Document excerpt:
Efficiency issues when separating processing pipline into nodes?

asked 2016-04-12 13:03:37 -0500

Alec gravatar image

I am porting an existing codebase to ROS and am running into an efficiency issue that seems endemic to ROS's architecture, and looking for the right way to address it.

My robot is driven by computer vision. When an image is captured, a series of processing steps is run in sequence, each building off of the data computed previously (e.g., "detect features", "compute location", "determine motion"), ending with motors being actuated. It is essential to minimize the delay between an image being captured and the robot driving its motors in reaction to that image.

In the original codebase, processing occurred in a single thread running a loop: it grabbed the latest available image, then stepped through the processing chain. If it couldn't process at the full framerate of the camera, frames would be missed, but always the processing would start with the latest available image.

In ROS, guided by documentation, I have split every image processing step into a separate nodelet. Consider now a case in which I have two processing phases, Phase 1 and Phase 2, each with its own nodelet. Now imagine that the camera emits a frame every 10ms, Phase 1 takes 20ms, and Phase 2 takes 40ms.

The issues I see:

  • Half of all the data Phase 1 produces will never get consumed. This wastes a lot of CPU and slows everything down.
  • If each nodelet does its processing in callbacks (even using multiple callback-processing threads), the buffers of images and of Phase 1 results will reach their capacity. Given the way buffers are implemented, each new frame that is processed will then be a stale, old frame from the back of the buffer, rather than the latest available one.

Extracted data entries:
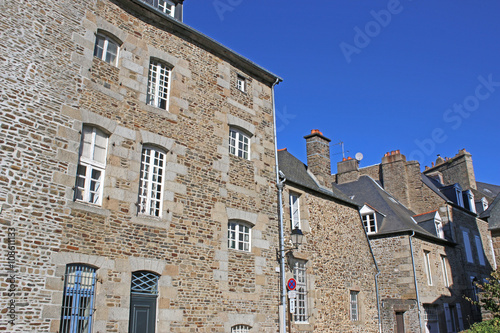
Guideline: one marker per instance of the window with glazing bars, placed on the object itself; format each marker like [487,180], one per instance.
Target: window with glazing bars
[238,236]
[106,49]
[240,329]
[78,299]
[299,273]
[158,84]
[151,184]
[239,143]
[369,223]
[144,283]
[295,210]
[354,305]
[163,6]
[90,171]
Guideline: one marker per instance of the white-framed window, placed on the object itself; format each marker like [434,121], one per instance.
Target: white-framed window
[240,329]
[295,210]
[106,49]
[158,84]
[444,265]
[151,182]
[468,250]
[354,305]
[91,165]
[164,6]
[299,274]
[78,299]
[369,219]
[370,223]
[239,143]
[241,83]
[239,236]
[427,263]
[479,248]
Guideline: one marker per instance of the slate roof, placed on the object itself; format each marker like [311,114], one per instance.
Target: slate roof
[488,190]
[397,218]
[296,172]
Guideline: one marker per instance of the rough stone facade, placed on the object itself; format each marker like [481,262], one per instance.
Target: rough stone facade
[51,87]
[339,260]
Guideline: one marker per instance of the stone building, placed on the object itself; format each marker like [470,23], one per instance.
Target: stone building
[334,267]
[137,182]
[427,239]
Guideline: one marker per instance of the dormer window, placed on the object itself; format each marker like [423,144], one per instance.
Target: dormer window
[468,199]
[164,6]
[369,219]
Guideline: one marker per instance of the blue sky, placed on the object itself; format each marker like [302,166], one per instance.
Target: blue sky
[416,75]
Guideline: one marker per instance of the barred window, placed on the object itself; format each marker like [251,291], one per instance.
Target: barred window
[240,329]
[239,143]
[354,305]
[299,273]
[238,236]
[78,299]
[158,84]
[151,184]
[144,282]
[90,171]
[106,49]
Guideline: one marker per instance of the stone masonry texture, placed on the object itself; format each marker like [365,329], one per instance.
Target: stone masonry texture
[51,85]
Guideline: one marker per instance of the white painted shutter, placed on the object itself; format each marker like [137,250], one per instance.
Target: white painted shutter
[468,250]
[459,315]
[447,315]
[480,252]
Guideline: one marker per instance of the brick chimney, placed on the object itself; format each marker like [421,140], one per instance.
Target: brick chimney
[347,170]
[318,156]
[394,176]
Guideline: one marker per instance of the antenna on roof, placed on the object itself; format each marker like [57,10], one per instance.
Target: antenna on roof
[341,144]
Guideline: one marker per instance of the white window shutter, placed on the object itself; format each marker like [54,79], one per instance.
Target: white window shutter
[459,315]
[447,315]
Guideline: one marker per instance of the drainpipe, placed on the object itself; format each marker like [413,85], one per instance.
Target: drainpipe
[376,276]
[415,281]
[279,184]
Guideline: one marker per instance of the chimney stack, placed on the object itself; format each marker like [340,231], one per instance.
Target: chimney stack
[318,156]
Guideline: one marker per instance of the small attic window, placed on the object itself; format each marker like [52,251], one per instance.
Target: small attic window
[369,219]
[241,83]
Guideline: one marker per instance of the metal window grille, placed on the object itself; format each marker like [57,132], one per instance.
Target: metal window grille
[241,83]
[299,274]
[78,299]
[106,49]
[151,184]
[158,85]
[239,144]
[240,329]
[163,6]
[369,223]
[144,283]
[295,211]
[354,305]
[238,236]
[90,171]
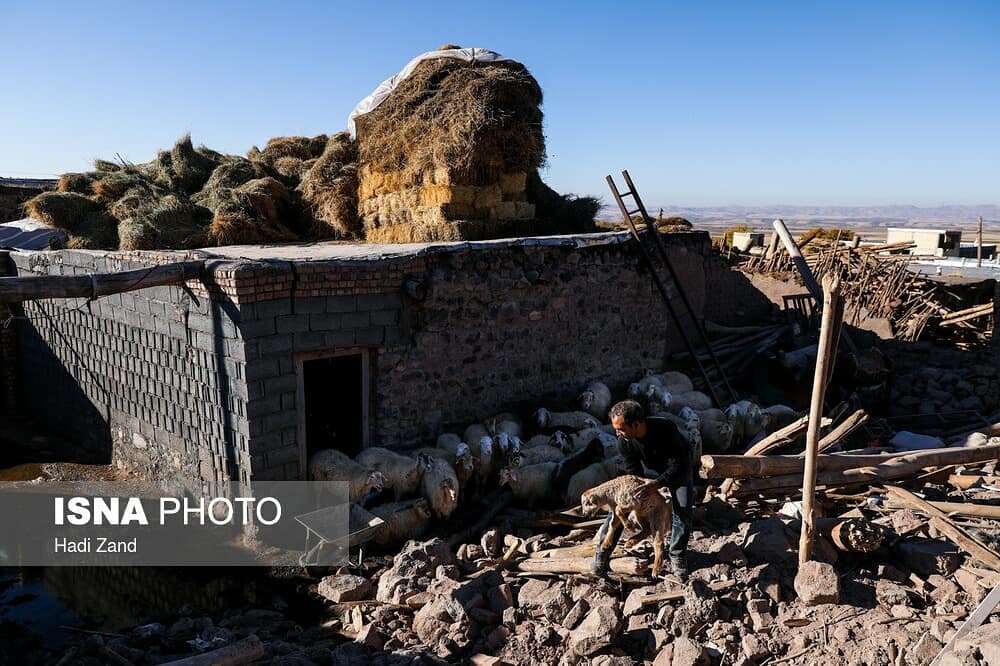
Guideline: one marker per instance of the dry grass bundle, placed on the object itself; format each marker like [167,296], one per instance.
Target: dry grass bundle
[76,182]
[330,189]
[62,210]
[478,120]
[165,223]
[254,214]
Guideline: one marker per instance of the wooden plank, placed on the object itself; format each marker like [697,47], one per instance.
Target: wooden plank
[17,289]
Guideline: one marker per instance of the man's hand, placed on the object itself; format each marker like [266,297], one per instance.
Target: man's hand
[646,491]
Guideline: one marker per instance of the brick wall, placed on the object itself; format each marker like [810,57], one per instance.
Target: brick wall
[204,382]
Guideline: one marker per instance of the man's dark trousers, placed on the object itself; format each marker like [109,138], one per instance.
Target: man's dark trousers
[681,486]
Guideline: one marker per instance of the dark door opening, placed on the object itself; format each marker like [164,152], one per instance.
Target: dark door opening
[335,407]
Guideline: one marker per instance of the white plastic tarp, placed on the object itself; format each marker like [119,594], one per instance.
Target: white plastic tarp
[385,88]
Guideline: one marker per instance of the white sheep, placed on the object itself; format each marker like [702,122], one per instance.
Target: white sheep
[675,382]
[716,430]
[540,454]
[694,399]
[637,390]
[548,420]
[403,520]
[558,439]
[530,484]
[402,473]
[747,421]
[591,476]
[333,465]
[777,417]
[596,400]
[474,433]
[439,486]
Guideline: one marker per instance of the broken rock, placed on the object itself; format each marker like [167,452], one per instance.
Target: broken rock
[817,583]
[344,587]
[598,630]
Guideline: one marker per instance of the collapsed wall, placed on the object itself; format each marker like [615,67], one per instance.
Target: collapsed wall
[208,384]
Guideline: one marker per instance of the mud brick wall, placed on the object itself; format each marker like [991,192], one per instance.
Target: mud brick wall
[152,380]
[203,382]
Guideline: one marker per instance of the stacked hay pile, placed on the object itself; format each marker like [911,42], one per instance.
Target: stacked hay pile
[295,188]
[453,154]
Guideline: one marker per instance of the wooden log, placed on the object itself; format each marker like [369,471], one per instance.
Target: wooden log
[747,467]
[899,467]
[245,651]
[945,526]
[623,565]
[825,355]
[842,431]
[16,289]
[956,508]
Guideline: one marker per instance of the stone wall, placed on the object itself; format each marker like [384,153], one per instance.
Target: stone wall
[204,381]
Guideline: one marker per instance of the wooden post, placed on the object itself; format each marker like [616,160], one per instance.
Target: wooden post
[979,244]
[824,359]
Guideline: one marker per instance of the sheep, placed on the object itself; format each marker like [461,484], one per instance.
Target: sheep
[653,515]
[747,421]
[504,422]
[540,454]
[460,457]
[596,400]
[402,473]
[547,420]
[693,399]
[439,486]
[777,417]
[558,439]
[333,465]
[403,520]
[637,390]
[675,382]
[591,476]
[716,430]
[530,484]
[474,433]
[608,441]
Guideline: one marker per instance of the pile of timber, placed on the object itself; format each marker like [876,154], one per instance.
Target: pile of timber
[876,281]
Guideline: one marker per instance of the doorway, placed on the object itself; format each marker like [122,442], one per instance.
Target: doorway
[333,402]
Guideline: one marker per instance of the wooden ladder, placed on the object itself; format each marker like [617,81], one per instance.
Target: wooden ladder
[665,277]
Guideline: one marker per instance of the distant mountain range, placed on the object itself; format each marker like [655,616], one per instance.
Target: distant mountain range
[843,215]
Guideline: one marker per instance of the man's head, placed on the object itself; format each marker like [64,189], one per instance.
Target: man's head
[628,419]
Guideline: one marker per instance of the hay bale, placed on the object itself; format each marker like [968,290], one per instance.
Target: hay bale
[477,120]
[254,214]
[62,210]
[166,223]
[76,182]
[329,190]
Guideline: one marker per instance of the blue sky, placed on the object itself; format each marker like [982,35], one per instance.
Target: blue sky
[709,103]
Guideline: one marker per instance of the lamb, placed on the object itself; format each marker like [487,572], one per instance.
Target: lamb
[694,399]
[439,486]
[333,465]
[716,430]
[402,473]
[540,454]
[675,382]
[651,516]
[558,439]
[574,421]
[747,421]
[591,476]
[596,400]
[403,520]
[530,484]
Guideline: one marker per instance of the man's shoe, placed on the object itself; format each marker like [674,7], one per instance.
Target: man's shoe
[599,566]
[679,570]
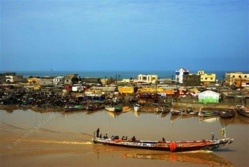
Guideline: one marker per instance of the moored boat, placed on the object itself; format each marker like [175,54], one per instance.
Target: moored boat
[228,113]
[116,108]
[68,108]
[173,146]
[242,110]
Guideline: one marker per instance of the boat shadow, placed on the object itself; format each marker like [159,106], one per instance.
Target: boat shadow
[196,157]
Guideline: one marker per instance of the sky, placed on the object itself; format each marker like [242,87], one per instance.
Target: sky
[124,35]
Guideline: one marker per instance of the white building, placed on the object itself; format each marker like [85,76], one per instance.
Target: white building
[147,78]
[180,73]
[58,80]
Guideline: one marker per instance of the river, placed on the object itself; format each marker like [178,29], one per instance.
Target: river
[30,138]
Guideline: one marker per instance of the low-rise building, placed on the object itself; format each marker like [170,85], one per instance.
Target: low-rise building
[58,80]
[180,73]
[237,79]
[71,79]
[206,78]
[147,78]
[191,80]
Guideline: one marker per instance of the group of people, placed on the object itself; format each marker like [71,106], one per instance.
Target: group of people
[117,137]
[113,137]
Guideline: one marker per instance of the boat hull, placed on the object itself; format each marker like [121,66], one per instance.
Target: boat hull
[178,146]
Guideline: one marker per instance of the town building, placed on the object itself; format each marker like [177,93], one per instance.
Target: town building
[191,80]
[180,73]
[71,79]
[147,78]
[238,79]
[58,80]
[206,78]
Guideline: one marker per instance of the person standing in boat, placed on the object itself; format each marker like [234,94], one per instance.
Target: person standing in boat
[97,132]
[212,136]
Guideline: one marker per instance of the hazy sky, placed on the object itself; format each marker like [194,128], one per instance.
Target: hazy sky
[124,35]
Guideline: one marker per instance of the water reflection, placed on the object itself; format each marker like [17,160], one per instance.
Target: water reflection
[202,158]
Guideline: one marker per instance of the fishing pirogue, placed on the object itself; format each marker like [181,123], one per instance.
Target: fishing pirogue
[173,146]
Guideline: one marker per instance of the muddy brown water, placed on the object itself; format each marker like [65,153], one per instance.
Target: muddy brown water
[30,138]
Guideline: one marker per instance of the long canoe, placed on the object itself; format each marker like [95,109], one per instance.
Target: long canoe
[173,146]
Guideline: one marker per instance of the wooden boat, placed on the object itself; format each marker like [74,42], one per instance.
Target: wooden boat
[116,108]
[228,113]
[68,108]
[203,113]
[242,110]
[175,112]
[173,146]
[136,107]
[95,106]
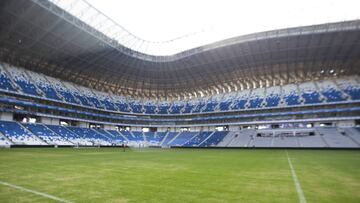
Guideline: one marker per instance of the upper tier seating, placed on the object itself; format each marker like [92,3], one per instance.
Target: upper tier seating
[22,80]
[309,93]
[163,108]
[350,86]
[5,82]
[291,94]
[27,82]
[44,85]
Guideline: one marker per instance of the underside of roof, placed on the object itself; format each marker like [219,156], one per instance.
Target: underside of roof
[40,36]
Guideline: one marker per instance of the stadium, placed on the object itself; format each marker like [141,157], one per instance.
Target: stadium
[89,112]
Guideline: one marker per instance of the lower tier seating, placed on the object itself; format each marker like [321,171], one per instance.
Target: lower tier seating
[15,133]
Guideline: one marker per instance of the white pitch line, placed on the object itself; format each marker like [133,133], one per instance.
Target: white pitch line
[296,181]
[35,192]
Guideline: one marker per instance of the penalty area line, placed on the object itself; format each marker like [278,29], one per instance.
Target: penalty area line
[296,181]
[35,192]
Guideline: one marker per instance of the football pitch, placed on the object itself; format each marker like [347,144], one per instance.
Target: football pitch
[179,175]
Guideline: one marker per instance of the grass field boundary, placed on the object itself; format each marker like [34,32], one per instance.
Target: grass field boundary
[296,180]
[35,192]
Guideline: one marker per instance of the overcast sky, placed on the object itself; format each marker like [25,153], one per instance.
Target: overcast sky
[213,20]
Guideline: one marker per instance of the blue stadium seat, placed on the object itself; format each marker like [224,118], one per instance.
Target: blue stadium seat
[176,109]
[210,106]
[239,104]
[292,99]
[225,105]
[215,139]
[149,108]
[333,95]
[197,140]
[272,101]
[5,83]
[311,97]
[255,103]
[182,138]
[136,108]
[163,108]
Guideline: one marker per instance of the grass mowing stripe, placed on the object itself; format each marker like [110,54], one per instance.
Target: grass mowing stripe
[35,192]
[296,181]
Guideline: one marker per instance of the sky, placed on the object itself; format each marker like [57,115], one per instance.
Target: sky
[197,22]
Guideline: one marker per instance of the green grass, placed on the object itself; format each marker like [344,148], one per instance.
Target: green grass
[179,175]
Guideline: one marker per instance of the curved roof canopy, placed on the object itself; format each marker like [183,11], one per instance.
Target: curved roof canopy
[43,37]
[163,28]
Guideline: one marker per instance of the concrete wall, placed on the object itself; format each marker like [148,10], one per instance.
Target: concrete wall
[350,123]
[6,116]
[49,121]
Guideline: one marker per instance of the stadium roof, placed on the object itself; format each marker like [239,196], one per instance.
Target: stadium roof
[43,37]
[160,27]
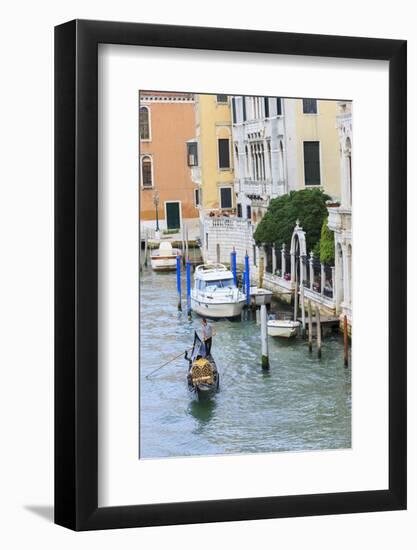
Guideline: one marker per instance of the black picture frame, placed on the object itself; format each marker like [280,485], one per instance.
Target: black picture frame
[76,273]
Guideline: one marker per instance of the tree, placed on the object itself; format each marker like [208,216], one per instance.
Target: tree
[326,244]
[306,205]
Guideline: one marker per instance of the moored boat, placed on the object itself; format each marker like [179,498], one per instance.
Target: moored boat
[282,328]
[203,376]
[164,258]
[215,293]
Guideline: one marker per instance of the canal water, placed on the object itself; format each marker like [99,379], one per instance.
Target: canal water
[301,403]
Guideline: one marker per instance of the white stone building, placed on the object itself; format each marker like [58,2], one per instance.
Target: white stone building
[340,219]
[260,153]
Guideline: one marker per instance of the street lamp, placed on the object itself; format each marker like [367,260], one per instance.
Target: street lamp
[155,199]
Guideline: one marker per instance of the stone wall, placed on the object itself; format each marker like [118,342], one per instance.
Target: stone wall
[221,234]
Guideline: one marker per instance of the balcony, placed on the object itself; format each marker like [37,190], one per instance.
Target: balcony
[257,187]
[340,219]
[196,174]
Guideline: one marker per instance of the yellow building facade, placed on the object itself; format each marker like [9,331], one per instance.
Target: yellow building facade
[317,146]
[211,155]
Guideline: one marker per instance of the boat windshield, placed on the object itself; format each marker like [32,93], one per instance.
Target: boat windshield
[220,283]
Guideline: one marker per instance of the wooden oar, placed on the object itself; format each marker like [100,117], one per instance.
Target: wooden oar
[167,362]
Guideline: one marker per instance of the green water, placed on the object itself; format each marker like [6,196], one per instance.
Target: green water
[301,403]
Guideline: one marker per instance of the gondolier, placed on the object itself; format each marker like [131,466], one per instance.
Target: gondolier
[208,334]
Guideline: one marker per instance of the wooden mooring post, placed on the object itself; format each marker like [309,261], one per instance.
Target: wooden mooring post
[303,311]
[318,329]
[295,300]
[146,249]
[345,341]
[264,338]
[310,328]
[179,281]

What you will do:
- A) In the ROS question, how long does Phase 1 take in the example the poster describes?
- B) Gather every line of the listing that contains the word "mountain", treating uppercase and lowercase as different.

Solution set:
- A) 20ms.

- B)
Guideline: one marker per instance of the distant mountain range, placed on the object itself; format each marker like [655,616], one per instance.
Target: distant mountain range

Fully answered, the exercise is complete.